__WRITTEN TASK__. In the listing, from the line containing "Please spot the white steel" through the line containing "(724, 1246)", switch "dot" to "marker" and reproduce only those lines with nothing else changed.

__RECORD LIST__.

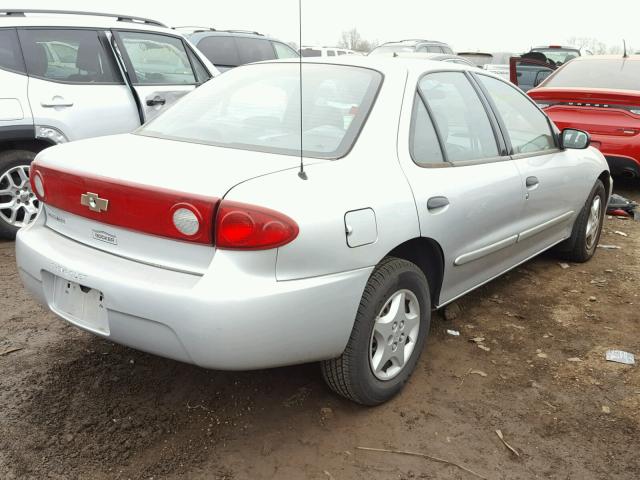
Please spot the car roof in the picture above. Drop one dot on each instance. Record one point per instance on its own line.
(81, 20)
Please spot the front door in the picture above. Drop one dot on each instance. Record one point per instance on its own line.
(468, 192)
(161, 68)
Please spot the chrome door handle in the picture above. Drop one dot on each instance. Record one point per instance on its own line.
(56, 102)
(436, 203)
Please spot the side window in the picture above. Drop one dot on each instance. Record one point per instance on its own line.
(74, 56)
(425, 148)
(202, 74)
(254, 50)
(220, 50)
(10, 55)
(284, 51)
(460, 117)
(157, 59)
(528, 127)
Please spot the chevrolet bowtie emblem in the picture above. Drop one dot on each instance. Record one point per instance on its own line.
(94, 202)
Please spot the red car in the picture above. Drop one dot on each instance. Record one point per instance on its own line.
(600, 95)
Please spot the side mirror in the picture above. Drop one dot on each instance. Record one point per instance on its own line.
(575, 139)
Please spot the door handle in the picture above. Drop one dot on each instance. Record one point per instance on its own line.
(56, 101)
(436, 203)
(157, 100)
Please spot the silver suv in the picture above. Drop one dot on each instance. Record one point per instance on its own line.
(71, 75)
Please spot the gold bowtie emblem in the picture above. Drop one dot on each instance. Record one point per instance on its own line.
(94, 202)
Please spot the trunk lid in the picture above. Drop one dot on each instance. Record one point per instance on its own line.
(142, 178)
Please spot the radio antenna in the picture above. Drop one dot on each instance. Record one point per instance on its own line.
(302, 174)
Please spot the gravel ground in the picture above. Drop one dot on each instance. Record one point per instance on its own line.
(75, 406)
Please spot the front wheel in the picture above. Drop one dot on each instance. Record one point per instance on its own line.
(388, 335)
(18, 204)
(588, 226)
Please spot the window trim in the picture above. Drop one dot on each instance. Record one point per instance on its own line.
(101, 34)
(23, 64)
(503, 126)
(501, 157)
(127, 60)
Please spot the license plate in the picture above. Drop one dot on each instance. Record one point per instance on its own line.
(81, 305)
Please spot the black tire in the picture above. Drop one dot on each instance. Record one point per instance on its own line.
(10, 159)
(577, 248)
(351, 375)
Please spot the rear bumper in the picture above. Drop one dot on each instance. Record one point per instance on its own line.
(226, 319)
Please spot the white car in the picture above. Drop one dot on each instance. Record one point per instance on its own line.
(205, 237)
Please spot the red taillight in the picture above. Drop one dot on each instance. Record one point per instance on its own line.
(248, 227)
(152, 210)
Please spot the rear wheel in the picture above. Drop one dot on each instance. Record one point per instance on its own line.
(18, 204)
(388, 335)
(586, 231)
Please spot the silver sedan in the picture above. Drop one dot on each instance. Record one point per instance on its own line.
(206, 236)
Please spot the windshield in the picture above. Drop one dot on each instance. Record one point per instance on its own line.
(257, 107)
(393, 49)
(613, 73)
(559, 56)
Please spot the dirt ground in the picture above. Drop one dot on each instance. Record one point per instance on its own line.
(75, 406)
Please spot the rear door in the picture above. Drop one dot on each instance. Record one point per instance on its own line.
(468, 191)
(75, 84)
(552, 183)
(160, 68)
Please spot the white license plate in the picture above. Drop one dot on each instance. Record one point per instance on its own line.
(80, 305)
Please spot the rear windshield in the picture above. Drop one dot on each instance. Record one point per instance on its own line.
(613, 73)
(257, 107)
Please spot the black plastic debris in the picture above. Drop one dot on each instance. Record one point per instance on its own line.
(622, 207)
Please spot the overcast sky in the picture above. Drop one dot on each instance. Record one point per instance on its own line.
(485, 25)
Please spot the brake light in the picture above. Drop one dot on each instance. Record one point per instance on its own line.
(248, 227)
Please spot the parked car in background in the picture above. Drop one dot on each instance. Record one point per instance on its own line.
(229, 261)
(66, 76)
(496, 63)
(601, 95)
(228, 49)
(415, 46)
(315, 51)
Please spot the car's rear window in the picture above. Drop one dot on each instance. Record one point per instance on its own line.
(613, 73)
(257, 107)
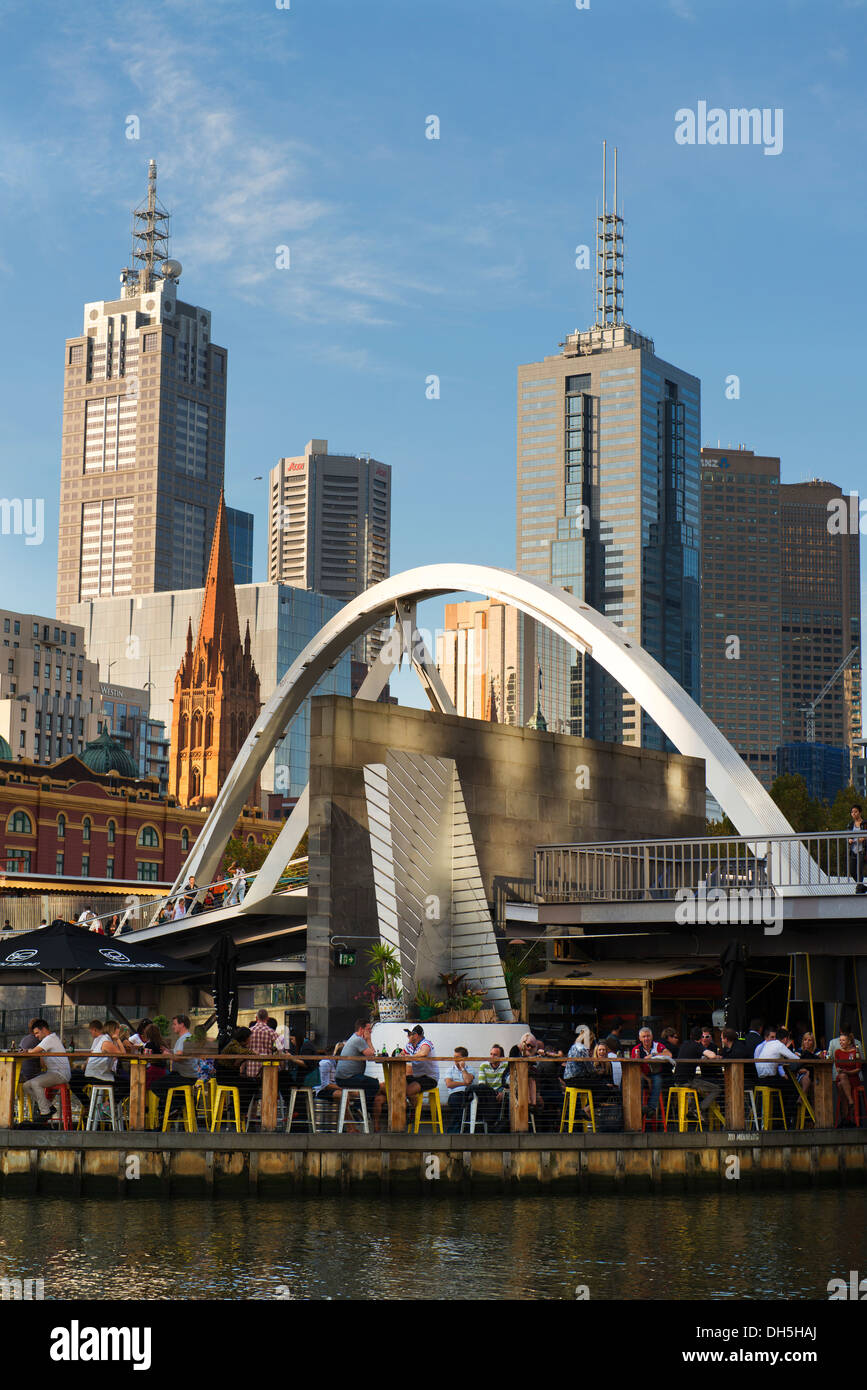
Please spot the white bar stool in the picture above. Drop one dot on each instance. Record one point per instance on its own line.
(468, 1118)
(345, 1097)
(307, 1097)
(93, 1118)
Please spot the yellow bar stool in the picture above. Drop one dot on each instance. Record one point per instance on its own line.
(204, 1098)
(571, 1101)
(764, 1094)
(221, 1093)
(684, 1094)
(434, 1111)
(189, 1108)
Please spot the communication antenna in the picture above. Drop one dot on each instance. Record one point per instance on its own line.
(609, 253)
(150, 232)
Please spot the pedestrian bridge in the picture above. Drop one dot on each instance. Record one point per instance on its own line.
(798, 888)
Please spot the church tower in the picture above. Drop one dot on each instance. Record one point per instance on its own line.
(216, 701)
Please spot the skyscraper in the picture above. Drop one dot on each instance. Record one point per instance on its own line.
(329, 527)
(241, 544)
(741, 603)
(609, 501)
(821, 615)
(481, 653)
(143, 431)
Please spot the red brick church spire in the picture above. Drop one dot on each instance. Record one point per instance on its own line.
(217, 697)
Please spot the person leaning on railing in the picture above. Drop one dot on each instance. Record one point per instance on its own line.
(491, 1084)
(857, 844)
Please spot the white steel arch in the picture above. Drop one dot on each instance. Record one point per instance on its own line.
(738, 791)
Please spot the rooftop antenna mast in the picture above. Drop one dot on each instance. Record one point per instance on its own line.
(609, 253)
(150, 231)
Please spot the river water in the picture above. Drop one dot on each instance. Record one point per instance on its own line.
(780, 1244)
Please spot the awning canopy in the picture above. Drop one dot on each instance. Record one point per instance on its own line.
(610, 975)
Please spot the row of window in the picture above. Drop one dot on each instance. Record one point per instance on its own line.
(20, 861)
(20, 823)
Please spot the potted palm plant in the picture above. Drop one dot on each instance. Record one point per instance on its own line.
(427, 1004)
(385, 977)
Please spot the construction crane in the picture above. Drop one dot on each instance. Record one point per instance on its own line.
(809, 710)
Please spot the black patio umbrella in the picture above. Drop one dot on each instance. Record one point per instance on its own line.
(734, 984)
(64, 954)
(224, 959)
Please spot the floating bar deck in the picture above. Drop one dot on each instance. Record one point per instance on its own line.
(279, 1165)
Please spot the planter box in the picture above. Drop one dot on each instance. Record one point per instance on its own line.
(391, 1011)
(467, 1016)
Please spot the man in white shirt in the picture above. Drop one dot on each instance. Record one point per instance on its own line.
(769, 1055)
(57, 1068)
(102, 1062)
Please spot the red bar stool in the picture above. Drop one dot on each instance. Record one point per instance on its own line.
(859, 1102)
(65, 1109)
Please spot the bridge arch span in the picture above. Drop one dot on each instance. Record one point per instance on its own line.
(735, 787)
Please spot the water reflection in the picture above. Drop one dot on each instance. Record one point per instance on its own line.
(724, 1246)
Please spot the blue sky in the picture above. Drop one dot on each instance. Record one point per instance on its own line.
(306, 127)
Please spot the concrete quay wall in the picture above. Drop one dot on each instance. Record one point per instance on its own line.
(281, 1165)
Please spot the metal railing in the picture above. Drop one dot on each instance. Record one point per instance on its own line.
(646, 870)
(628, 1097)
(184, 902)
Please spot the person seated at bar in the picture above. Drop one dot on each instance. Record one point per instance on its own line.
(56, 1070)
(685, 1069)
(652, 1072)
(599, 1080)
(857, 844)
(153, 1044)
(491, 1086)
(100, 1064)
(120, 1036)
(459, 1079)
(769, 1055)
(578, 1057)
(805, 1073)
(352, 1069)
(848, 1064)
(549, 1091)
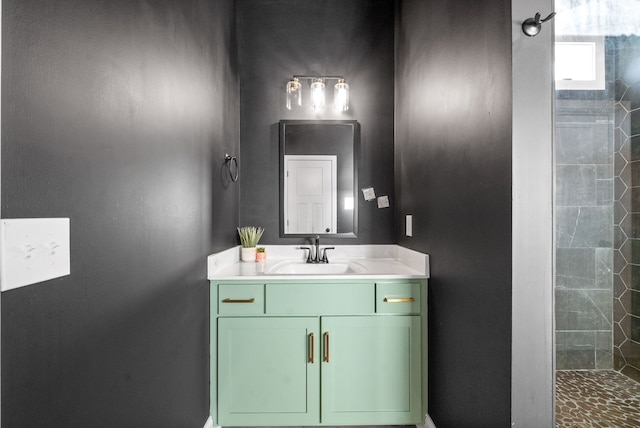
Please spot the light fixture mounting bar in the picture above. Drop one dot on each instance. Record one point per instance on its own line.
(299, 76)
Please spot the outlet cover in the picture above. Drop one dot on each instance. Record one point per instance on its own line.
(409, 225)
(33, 250)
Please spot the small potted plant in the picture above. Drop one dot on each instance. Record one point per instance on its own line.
(261, 254)
(249, 237)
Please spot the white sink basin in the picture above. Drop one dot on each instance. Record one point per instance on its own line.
(291, 267)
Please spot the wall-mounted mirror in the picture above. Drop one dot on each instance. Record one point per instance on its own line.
(318, 177)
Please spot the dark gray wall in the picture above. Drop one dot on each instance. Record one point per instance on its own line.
(280, 38)
(117, 115)
(453, 173)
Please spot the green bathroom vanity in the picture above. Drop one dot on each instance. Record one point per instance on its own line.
(319, 351)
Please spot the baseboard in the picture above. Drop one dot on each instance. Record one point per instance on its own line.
(428, 423)
(209, 423)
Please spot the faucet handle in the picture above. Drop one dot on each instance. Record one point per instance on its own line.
(324, 254)
(309, 253)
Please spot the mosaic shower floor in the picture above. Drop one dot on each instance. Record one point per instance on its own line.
(602, 399)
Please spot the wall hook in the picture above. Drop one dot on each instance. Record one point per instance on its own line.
(531, 26)
(228, 159)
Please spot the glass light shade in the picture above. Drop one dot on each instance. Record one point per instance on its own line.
(341, 96)
(294, 93)
(317, 94)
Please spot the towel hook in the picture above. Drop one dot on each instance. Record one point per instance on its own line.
(228, 159)
(531, 26)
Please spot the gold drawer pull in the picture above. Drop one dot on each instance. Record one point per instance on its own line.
(399, 300)
(312, 350)
(227, 300)
(326, 347)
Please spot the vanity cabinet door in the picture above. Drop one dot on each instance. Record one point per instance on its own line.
(268, 371)
(371, 370)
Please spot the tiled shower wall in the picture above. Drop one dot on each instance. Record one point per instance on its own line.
(627, 208)
(584, 233)
(584, 124)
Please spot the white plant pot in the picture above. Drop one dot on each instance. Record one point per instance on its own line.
(248, 254)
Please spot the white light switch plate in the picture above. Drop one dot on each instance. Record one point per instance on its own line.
(33, 250)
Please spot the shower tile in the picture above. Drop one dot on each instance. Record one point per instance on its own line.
(604, 350)
(583, 143)
(594, 227)
(604, 172)
(575, 267)
(635, 174)
(621, 88)
(618, 336)
(575, 185)
(620, 115)
(635, 332)
(604, 268)
(626, 251)
(618, 359)
(618, 286)
(618, 139)
(602, 301)
(583, 310)
(575, 360)
(635, 200)
(634, 145)
(620, 190)
(631, 123)
(566, 220)
(625, 300)
(620, 162)
(635, 250)
(632, 372)
(635, 303)
(619, 312)
(604, 192)
(575, 350)
(625, 326)
(635, 278)
(618, 237)
(633, 95)
(619, 212)
(635, 225)
(631, 352)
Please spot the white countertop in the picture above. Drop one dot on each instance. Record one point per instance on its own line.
(379, 261)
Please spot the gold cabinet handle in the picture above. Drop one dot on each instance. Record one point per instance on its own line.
(326, 347)
(312, 350)
(399, 300)
(251, 300)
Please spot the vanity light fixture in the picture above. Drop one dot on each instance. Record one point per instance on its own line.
(341, 95)
(317, 86)
(317, 94)
(294, 93)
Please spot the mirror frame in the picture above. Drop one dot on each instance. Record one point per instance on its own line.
(356, 155)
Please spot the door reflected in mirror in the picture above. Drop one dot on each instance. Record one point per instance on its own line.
(318, 177)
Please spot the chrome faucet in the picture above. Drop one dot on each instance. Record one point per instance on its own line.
(315, 257)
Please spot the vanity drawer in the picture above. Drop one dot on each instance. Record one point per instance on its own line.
(325, 299)
(241, 299)
(398, 297)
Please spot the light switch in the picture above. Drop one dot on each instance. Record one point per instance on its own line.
(33, 250)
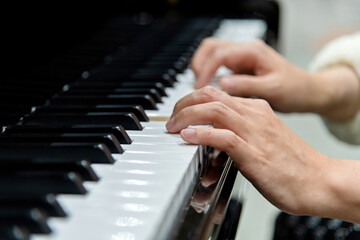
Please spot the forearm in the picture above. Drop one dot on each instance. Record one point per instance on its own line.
(340, 191)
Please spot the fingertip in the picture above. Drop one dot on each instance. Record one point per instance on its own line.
(170, 124)
(226, 83)
(188, 134)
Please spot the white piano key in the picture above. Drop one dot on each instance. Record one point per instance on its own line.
(148, 181)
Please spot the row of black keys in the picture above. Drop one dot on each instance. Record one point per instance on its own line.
(50, 150)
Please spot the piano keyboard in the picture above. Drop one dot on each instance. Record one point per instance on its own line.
(88, 163)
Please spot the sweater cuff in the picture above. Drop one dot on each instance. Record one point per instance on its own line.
(344, 50)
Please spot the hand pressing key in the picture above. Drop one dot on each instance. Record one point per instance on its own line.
(287, 171)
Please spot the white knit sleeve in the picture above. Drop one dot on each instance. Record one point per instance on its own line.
(344, 50)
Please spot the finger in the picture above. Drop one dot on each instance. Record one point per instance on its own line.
(237, 149)
(215, 113)
(246, 85)
(204, 95)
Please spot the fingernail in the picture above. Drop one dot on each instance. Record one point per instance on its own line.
(170, 123)
(188, 133)
(227, 83)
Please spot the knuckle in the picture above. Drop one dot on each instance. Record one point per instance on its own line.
(259, 46)
(220, 54)
(218, 108)
(231, 141)
(261, 103)
(259, 43)
(208, 94)
(208, 41)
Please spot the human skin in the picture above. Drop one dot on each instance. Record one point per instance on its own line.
(261, 72)
(288, 172)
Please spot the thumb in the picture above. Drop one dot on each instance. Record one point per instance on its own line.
(243, 85)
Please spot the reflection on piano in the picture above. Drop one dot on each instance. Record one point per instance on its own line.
(84, 153)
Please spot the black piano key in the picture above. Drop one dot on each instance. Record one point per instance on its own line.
(128, 120)
(47, 203)
(115, 85)
(116, 91)
(115, 75)
(117, 131)
(135, 109)
(146, 101)
(81, 167)
(95, 153)
(95, 138)
(31, 218)
(41, 183)
(13, 232)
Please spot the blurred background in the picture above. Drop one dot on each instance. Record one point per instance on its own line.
(305, 27)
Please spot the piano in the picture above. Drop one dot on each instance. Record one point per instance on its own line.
(84, 153)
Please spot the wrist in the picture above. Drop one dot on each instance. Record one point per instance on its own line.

__FINAL RESULT__.
Please spot the white steel arch in the picture above. Drop one marker on each instance. Record one point per instance on its own line.
(738, 791)
Please spot the rooftop antenna mast in the picture above. Drop one marker on each instance. Record one point per instance on its own line.
(609, 253)
(150, 231)
Please spot the river water in the picture above. Drop one marker on each instance. Record one point per instance on its own line.
(780, 1244)
Please spot the awning canopy in the picture above. Drop one marker on each instance. Record one point per instance on its own line.
(610, 975)
Please spot the row of window in the picture above. Drop one marker on each instance. Record one point per instance on its own line.
(20, 861)
(20, 823)
Please spot the potted palm plant in the picture above. Drop one marker on each instance. Record one point per instance on its own line.
(427, 1004)
(385, 977)
Please spot the construction crane in the picture above. Drop one marker on each instance. Record one point per instance on its own line.
(809, 710)
Please spot the black patio umbrella in the picture above. Drop one marker on each instance. Record one point per instance on its own line.
(734, 984)
(64, 954)
(224, 959)
Please spot the floating bar deck in the picture above. Drop one marker on each instance. Record one point per instance on its own line.
(279, 1165)
Please spot the planter box in the picture above. Drop one marker on each instance. Record one point per instance on its own line.
(391, 1011)
(467, 1016)
Please spot the man in white shirt in the picture above. Drop one marker on each instance. Record one point per instance on its own line.
(769, 1055)
(57, 1068)
(102, 1062)
Please spot the red bar stool in the picture above. Drop one marker on each instance. Record one point per instance on its own line.
(859, 1102)
(65, 1109)
Please spot the bridge arch span in the picture above. Drop one marker on each instance. Record one point per instance on its own line.
(735, 787)
Please spot the water reflection in the picture above. Drop one marker on each instance. Record one point per instance on its own line.
(724, 1246)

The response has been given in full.